**Exercise:** Exactly as written, reproduce the lines from the beginning of the data through the line containing "mark: the evergreen tree"; the pictures are not reproduced.

***

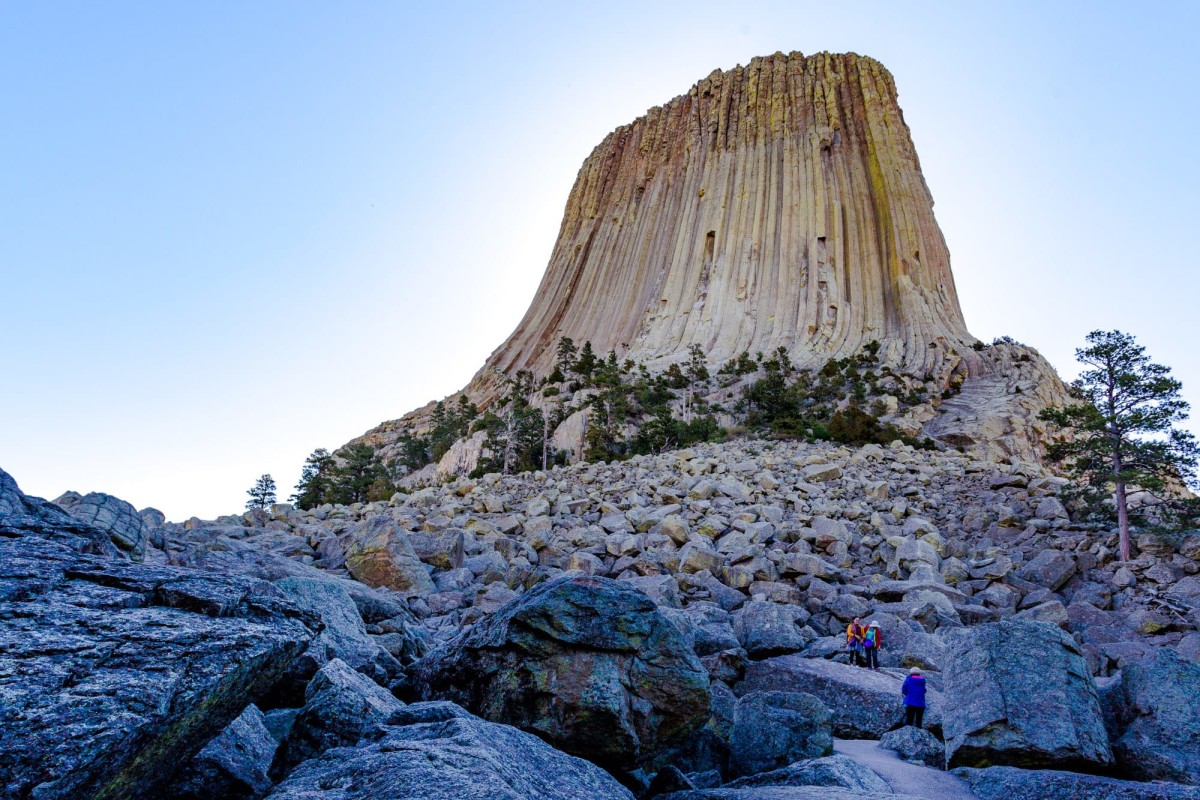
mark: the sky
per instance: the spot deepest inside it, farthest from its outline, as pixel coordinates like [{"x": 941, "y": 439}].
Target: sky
[{"x": 232, "y": 233}]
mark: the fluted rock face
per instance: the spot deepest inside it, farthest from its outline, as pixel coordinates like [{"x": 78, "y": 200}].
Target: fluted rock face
[
  {"x": 774, "y": 204},
  {"x": 779, "y": 204}
]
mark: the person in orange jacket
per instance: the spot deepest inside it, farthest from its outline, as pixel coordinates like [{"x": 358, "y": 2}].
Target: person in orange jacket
[{"x": 855, "y": 633}]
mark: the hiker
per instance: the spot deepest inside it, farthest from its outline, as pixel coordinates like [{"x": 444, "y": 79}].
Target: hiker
[
  {"x": 913, "y": 691},
  {"x": 873, "y": 639},
  {"x": 855, "y": 633}
]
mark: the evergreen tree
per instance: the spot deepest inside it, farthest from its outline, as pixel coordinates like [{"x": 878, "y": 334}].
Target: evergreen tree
[
  {"x": 316, "y": 480},
  {"x": 357, "y": 473},
  {"x": 1122, "y": 431},
  {"x": 262, "y": 494}
]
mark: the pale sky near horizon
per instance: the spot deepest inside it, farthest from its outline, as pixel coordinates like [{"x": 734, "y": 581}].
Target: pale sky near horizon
[{"x": 233, "y": 233}]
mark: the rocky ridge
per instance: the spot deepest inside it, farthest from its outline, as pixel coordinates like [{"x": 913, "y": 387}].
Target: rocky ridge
[{"x": 738, "y": 563}]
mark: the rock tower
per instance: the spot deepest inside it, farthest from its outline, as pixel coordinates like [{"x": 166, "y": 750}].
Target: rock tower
[
  {"x": 775, "y": 204},
  {"x": 778, "y": 204}
]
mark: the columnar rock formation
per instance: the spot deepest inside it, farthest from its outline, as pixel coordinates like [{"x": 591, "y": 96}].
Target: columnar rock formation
[
  {"x": 778, "y": 204},
  {"x": 774, "y": 204}
]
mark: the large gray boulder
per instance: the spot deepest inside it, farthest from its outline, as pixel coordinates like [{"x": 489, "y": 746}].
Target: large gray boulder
[
  {"x": 234, "y": 765},
  {"x": 587, "y": 663},
  {"x": 916, "y": 745},
  {"x": 1153, "y": 715},
  {"x": 208, "y": 548},
  {"x": 433, "y": 751},
  {"x": 340, "y": 707},
  {"x": 379, "y": 554},
  {"x": 114, "y": 516},
  {"x": 767, "y": 629},
  {"x": 1013, "y": 783},
  {"x": 114, "y": 674},
  {"x": 23, "y": 516},
  {"x": 345, "y": 635},
  {"x": 706, "y": 626},
  {"x": 1019, "y": 693},
  {"x": 864, "y": 704},
  {"x": 773, "y": 729}
]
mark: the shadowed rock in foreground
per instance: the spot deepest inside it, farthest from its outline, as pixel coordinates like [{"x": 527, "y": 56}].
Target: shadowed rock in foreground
[
  {"x": 1019, "y": 693},
  {"x": 587, "y": 663},
  {"x": 114, "y": 674},
  {"x": 436, "y": 751}
]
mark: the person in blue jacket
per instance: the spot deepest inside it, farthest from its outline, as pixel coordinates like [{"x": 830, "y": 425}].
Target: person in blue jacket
[{"x": 913, "y": 691}]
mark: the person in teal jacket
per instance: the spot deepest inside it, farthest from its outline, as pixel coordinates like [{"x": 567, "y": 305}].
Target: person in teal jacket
[{"x": 913, "y": 692}]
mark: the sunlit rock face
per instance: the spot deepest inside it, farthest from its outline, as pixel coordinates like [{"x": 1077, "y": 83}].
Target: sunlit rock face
[
  {"x": 775, "y": 204},
  {"x": 778, "y": 204}
]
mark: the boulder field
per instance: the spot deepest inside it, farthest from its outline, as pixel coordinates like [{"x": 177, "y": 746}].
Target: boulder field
[{"x": 666, "y": 626}]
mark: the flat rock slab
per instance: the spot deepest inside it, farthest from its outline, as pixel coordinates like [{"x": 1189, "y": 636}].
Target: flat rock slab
[
  {"x": 904, "y": 777},
  {"x": 864, "y": 704},
  {"x": 114, "y": 674},
  {"x": 1014, "y": 783}
]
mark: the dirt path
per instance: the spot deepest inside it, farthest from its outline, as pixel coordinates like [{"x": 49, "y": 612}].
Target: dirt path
[{"x": 904, "y": 777}]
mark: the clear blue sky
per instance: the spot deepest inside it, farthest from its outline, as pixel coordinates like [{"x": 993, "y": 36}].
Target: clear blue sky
[{"x": 235, "y": 232}]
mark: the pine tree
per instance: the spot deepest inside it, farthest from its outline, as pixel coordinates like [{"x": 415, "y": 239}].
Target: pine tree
[
  {"x": 353, "y": 477},
  {"x": 316, "y": 480},
  {"x": 262, "y": 494},
  {"x": 1122, "y": 431}
]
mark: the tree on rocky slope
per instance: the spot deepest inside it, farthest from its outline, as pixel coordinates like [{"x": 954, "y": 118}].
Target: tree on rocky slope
[
  {"x": 1122, "y": 431},
  {"x": 360, "y": 475},
  {"x": 316, "y": 480},
  {"x": 262, "y": 494}
]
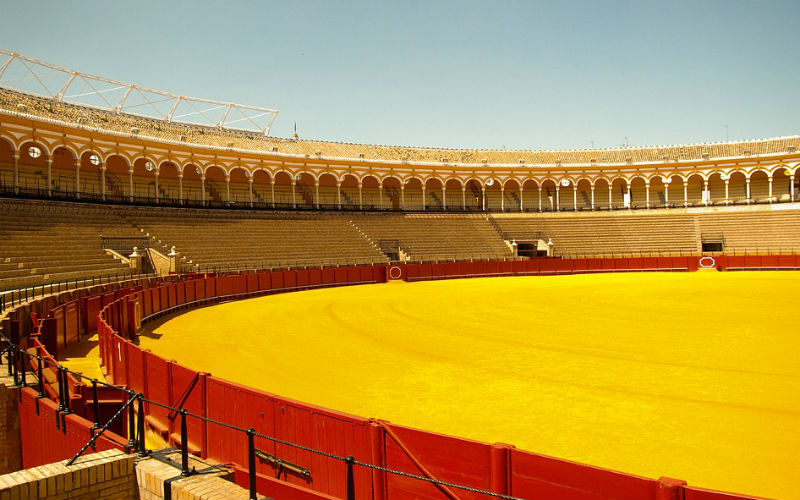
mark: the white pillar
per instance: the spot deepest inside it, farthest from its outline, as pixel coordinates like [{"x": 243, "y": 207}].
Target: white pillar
[
  {"x": 540, "y": 198},
  {"x": 102, "y": 181},
  {"x": 769, "y": 181},
  {"x": 78, "y": 179},
  {"x": 227, "y": 189},
  {"x": 15, "y": 157},
  {"x": 685, "y": 193},
  {"x": 747, "y": 189},
  {"x": 726, "y": 190},
  {"x": 50, "y": 176},
  {"x": 180, "y": 187}
]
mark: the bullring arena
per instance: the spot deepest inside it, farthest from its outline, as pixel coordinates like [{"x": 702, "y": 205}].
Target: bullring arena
[{"x": 201, "y": 310}]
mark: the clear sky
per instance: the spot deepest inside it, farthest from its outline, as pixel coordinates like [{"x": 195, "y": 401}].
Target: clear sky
[{"x": 524, "y": 75}]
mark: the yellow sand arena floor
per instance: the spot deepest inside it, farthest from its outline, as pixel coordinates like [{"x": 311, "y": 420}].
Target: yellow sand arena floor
[{"x": 688, "y": 375}]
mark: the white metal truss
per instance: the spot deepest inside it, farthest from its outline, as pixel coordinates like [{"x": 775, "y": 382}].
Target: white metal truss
[{"x": 25, "y": 74}]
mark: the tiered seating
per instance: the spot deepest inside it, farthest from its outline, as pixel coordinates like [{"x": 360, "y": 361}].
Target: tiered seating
[
  {"x": 253, "y": 239},
  {"x": 605, "y": 235},
  {"x": 42, "y": 242},
  {"x": 436, "y": 237}
]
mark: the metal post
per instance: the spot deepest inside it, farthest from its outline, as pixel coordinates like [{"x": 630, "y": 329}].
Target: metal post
[
  {"x": 251, "y": 462},
  {"x": 184, "y": 445},
  {"x": 351, "y": 483},
  {"x": 95, "y": 405},
  {"x": 140, "y": 429}
]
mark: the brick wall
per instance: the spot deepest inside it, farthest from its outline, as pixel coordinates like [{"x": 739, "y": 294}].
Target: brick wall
[
  {"x": 105, "y": 475},
  {"x": 10, "y": 451}
]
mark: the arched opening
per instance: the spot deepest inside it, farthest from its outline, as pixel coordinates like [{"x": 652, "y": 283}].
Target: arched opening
[
  {"x": 694, "y": 190},
  {"x": 6, "y": 165},
  {"x": 240, "y": 186},
  {"x": 759, "y": 187},
  {"x": 412, "y": 194},
  {"x": 144, "y": 181},
  {"x": 511, "y": 196},
  {"x": 454, "y": 195},
  {"x": 328, "y": 192},
  {"x": 657, "y": 198},
  {"x": 350, "y": 192},
  {"x": 305, "y": 190},
  {"x": 781, "y": 185},
  {"x": 493, "y": 195},
  {"x": 530, "y": 196},
  {"x": 391, "y": 190},
  {"x": 371, "y": 195},
  {"x": 602, "y": 199},
  {"x": 117, "y": 179},
  {"x": 716, "y": 189},
  {"x": 638, "y": 193},
  {"x": 32, "y": 168},
  {"x": 584, "y": 188},
  {"x": 619, "y": 194},
  {"x": 473, "y": 195},
  {"x": 168, "y": 184},
  {"x": 282, "y": 190},
  {"x": 737, "y": 188},
  {"x": 215, "y": 186}
]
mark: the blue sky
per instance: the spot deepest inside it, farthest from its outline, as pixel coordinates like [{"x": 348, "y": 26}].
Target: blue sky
[{"x": 523, "y": 75}]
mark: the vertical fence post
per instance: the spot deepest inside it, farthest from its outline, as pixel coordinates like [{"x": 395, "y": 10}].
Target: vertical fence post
[
  {"x": 140, "y": 429},
  {"x": 251, "y": 462},
  {"x": 351, "y": 483},
  {"x": 184, "y": 445}
]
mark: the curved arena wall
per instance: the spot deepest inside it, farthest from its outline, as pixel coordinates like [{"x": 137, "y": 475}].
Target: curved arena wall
[{"x": 498, "y": 468}]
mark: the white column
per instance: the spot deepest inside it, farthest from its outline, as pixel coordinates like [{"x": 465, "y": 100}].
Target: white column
[
  {"x": 769, "y": 181},
  {"x": 49, "y": 176},
  {"x": 227, "y": 189},
  {"x": 15, "y": 156},
  {"x": 574, "y": 197},
  {"x": 727, "y": 181},
  {"x": 747, "y": 189},
  {"x": 558, "y": 198},
  {"x": 685, "y": 193},
  {"x": 180, "y": 187},
  {"x": 103, "y": 181},
  {"x": 540, "y": 198},
  {"x": 78, "y": 179}
]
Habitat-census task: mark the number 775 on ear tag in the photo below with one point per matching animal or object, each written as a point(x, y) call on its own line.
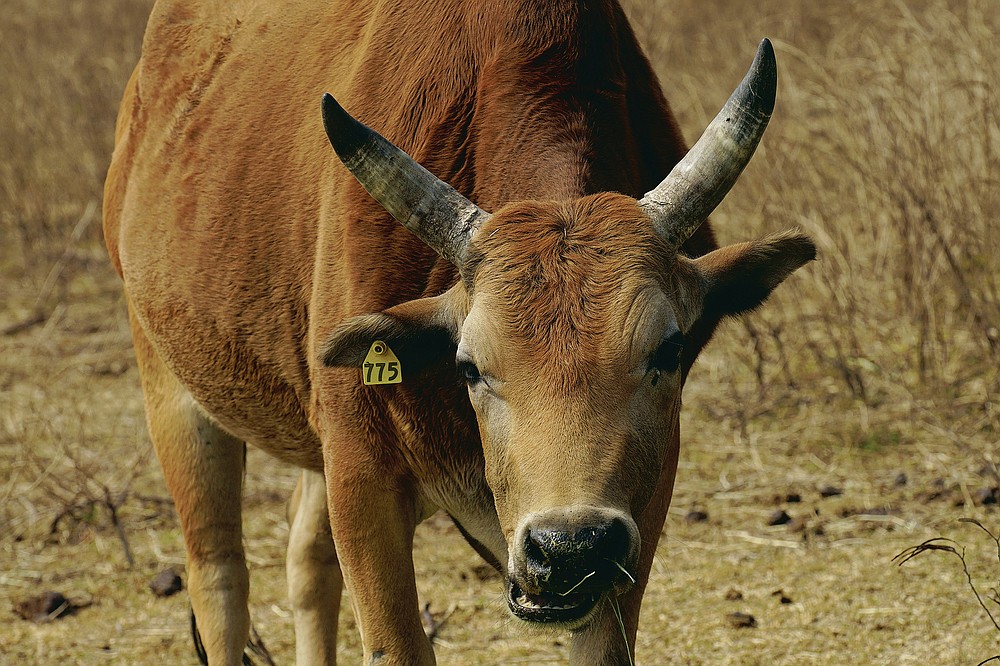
point(381, 366)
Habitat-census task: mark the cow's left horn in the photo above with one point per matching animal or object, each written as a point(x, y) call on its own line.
point(702, 179)
point(424, 204)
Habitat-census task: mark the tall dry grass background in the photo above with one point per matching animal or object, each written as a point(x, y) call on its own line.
point(878, 359)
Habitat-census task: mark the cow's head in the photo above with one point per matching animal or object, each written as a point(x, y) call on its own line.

***

**Answer to this task:**
mark: the sky
per instance: the spot deepest inside it, farthest from its outline, as pixel coordinates like [{"x": 941, "y": 439}].
Target: sky
[{"x": 232, "y": 233}]
mark: the fluted rock face
per instance: the spot deepest inside it, farthest from its outline, as pixel coordinates like [{"x": 78, "y": 200}].
Target: fluted rock face
[
  {"x": 774, "y": 204},
  {"x": 779, "y": 204}
]
mark: the person in orange jacket
per instance: the spot deepest inside it, farthest from its outline, as pixel coordinates like [{"x": 358, "y": 2}].
Target: person in orange jacket
[{"x": 855, "y": 633}]
mark: the hiker
per instance: the spot deepest inside it, farthest from its outline, as pixel coordinates like [{"x": 444, "y": 79}].
Target: hiker
[
  {"x": 913, "y": 691},
  {"x": 873, "y": 639},
  {"x": 855, "y": 633}
]
mark: the evergreen tree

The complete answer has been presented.